**Exercise**: Count how many of the lines below contain the string "position". Case counts, and your reply should be the number only.

-- Begin Provided records --

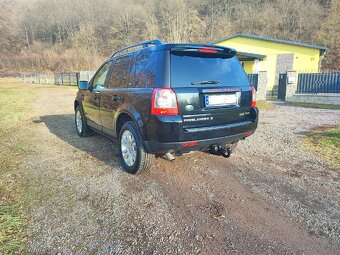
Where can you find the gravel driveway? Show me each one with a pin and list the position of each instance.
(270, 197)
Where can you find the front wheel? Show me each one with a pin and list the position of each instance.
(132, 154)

-- End Provided records --
-- Begin Provided records --

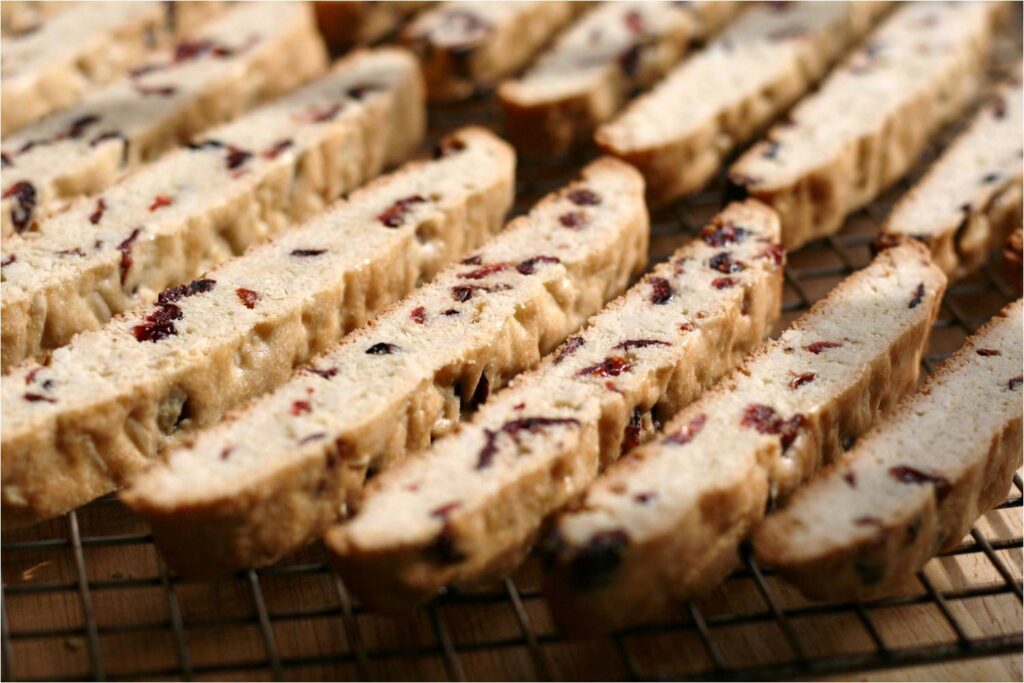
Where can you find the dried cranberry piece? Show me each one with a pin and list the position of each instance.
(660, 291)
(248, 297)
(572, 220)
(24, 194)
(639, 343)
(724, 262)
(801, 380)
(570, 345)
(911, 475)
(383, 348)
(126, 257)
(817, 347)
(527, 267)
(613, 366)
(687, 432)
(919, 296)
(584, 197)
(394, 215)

-- End Provided records --

**The output**: 3